Work required: Filter these entries, keeping only lines that hold the word "refrigerator".

○ ○ ○ ○ ○

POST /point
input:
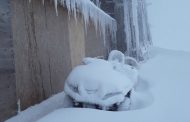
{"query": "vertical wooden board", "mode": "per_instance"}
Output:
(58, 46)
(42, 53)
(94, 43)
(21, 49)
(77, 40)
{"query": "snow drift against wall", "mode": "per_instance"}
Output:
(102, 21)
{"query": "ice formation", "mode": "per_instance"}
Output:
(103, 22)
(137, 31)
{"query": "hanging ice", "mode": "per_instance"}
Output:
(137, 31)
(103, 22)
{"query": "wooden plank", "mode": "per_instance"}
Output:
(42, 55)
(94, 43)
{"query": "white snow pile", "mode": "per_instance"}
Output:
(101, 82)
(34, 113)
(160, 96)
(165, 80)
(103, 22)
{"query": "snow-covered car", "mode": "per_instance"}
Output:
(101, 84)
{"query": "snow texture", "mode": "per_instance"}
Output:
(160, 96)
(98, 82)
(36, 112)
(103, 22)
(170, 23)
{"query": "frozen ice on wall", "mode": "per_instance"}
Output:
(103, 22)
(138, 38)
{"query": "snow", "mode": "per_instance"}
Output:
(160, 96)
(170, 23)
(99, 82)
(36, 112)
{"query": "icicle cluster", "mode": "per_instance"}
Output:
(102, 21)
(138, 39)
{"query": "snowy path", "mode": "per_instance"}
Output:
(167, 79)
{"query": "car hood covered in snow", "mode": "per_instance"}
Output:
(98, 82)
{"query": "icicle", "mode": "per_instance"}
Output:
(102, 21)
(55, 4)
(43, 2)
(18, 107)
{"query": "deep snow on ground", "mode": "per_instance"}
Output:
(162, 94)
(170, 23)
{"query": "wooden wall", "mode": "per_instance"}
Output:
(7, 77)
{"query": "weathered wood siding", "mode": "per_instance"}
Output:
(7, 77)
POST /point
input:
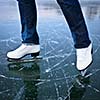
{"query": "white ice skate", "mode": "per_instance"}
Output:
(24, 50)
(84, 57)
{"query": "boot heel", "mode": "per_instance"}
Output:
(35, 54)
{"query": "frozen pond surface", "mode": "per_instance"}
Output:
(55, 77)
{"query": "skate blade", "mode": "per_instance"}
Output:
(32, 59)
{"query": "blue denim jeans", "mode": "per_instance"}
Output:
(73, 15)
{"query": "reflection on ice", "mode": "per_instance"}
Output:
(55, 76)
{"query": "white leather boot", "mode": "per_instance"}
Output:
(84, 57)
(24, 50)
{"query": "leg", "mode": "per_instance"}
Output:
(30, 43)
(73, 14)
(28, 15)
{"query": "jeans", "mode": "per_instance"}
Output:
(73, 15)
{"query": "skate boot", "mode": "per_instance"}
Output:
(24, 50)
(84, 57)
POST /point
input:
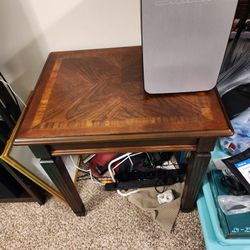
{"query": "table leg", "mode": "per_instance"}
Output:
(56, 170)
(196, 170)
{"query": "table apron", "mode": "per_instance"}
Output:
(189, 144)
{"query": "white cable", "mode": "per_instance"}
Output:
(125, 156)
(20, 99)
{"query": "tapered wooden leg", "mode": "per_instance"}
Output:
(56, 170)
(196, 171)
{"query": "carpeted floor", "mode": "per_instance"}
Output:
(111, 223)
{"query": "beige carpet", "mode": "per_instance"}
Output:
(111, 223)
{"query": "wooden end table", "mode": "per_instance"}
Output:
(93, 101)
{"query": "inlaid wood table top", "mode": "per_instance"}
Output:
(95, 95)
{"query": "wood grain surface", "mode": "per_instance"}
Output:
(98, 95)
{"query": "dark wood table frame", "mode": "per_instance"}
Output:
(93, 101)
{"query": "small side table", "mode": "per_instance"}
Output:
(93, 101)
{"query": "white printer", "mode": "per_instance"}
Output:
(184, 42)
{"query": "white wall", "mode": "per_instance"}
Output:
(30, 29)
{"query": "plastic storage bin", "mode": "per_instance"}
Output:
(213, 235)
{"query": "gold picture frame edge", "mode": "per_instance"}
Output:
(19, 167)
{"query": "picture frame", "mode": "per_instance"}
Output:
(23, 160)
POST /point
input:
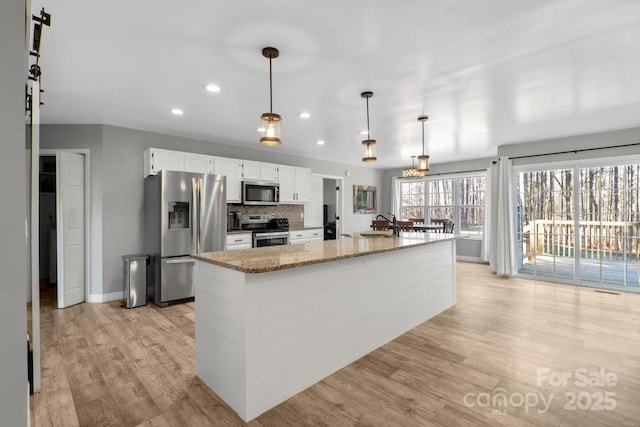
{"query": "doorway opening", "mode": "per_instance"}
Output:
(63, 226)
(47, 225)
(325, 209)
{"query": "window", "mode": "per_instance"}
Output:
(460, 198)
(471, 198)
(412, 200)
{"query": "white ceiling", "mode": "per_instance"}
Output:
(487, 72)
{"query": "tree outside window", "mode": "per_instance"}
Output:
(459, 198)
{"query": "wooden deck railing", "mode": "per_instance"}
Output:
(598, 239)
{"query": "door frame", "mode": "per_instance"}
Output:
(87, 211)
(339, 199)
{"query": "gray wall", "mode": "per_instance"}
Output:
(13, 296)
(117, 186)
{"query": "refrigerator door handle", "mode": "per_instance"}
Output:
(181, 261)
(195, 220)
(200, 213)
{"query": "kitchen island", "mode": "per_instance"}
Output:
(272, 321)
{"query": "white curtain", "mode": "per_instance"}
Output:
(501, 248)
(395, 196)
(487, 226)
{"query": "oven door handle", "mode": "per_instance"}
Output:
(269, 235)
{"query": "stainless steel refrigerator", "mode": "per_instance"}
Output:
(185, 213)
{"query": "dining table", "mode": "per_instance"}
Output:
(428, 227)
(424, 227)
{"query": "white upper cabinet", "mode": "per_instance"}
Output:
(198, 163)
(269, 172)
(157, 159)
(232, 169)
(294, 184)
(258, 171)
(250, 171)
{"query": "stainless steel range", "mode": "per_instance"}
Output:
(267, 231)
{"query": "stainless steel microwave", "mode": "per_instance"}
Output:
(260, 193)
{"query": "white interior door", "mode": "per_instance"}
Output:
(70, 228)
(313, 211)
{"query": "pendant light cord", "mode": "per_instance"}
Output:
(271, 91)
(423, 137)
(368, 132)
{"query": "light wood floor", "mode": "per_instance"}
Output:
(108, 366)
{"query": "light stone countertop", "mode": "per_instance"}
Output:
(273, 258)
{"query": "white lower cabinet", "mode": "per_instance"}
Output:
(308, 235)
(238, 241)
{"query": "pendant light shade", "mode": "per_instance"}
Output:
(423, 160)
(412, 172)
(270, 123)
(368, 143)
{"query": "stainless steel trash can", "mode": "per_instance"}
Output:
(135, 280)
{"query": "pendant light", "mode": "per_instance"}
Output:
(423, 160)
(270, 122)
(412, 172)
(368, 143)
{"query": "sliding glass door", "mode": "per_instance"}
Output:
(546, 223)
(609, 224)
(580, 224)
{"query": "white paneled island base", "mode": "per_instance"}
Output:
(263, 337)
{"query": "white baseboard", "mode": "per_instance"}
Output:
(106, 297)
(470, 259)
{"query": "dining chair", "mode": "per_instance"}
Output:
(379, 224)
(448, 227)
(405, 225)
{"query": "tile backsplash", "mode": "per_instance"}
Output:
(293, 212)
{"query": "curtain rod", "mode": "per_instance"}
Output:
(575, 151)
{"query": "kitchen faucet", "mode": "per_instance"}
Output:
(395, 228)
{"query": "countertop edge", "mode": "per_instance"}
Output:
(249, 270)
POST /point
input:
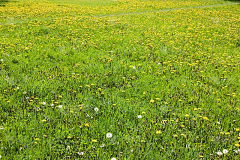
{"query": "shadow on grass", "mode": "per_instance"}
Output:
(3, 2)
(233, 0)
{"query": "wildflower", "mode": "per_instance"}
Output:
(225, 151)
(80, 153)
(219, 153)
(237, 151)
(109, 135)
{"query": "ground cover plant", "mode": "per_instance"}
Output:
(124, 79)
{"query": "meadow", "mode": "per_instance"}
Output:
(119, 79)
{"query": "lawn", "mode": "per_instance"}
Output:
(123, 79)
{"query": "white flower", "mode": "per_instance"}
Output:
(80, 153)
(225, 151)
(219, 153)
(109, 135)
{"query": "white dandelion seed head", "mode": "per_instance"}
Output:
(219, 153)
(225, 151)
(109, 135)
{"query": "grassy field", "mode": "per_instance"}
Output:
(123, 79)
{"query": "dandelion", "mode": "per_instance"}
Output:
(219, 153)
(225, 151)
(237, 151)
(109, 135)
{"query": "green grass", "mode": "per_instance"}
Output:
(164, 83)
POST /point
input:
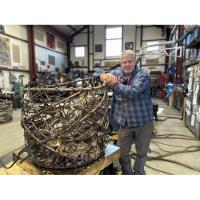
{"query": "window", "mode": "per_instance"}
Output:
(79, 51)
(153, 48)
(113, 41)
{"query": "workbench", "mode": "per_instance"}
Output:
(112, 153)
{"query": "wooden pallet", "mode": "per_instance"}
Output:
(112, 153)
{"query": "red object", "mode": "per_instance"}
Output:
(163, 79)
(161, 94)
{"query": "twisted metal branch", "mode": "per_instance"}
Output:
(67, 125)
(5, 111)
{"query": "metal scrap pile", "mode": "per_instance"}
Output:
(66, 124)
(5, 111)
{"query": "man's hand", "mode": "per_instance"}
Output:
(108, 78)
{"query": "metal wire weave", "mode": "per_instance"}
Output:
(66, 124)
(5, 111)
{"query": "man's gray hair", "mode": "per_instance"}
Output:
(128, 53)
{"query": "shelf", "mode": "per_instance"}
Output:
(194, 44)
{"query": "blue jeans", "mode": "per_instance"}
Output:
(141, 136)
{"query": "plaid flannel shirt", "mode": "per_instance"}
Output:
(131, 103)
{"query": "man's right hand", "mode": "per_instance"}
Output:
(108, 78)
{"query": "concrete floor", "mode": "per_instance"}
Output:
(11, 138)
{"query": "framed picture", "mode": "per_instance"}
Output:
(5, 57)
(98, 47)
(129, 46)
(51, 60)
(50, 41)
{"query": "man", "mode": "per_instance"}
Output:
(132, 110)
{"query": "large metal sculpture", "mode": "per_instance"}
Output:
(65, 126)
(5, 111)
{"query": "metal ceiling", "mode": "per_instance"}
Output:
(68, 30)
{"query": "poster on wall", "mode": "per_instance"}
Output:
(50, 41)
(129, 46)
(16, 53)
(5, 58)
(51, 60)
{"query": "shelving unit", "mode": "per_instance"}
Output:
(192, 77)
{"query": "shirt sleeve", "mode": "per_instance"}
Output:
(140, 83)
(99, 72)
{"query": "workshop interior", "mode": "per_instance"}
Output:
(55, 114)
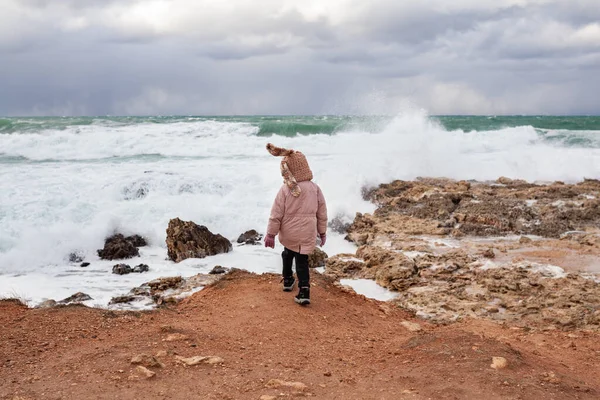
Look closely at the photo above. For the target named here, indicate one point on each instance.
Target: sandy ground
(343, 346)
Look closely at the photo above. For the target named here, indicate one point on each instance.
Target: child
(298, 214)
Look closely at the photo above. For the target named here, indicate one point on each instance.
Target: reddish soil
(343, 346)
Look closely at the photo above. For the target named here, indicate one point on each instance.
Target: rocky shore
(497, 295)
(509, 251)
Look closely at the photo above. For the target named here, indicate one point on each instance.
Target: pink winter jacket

○ ○ ○ ○ ○

Solution for this exercise:
{"query": "refrigerator door handle", "mode": "per_instance"}
{"query": "stainless steel refrigerator", "mode": "per_instance"}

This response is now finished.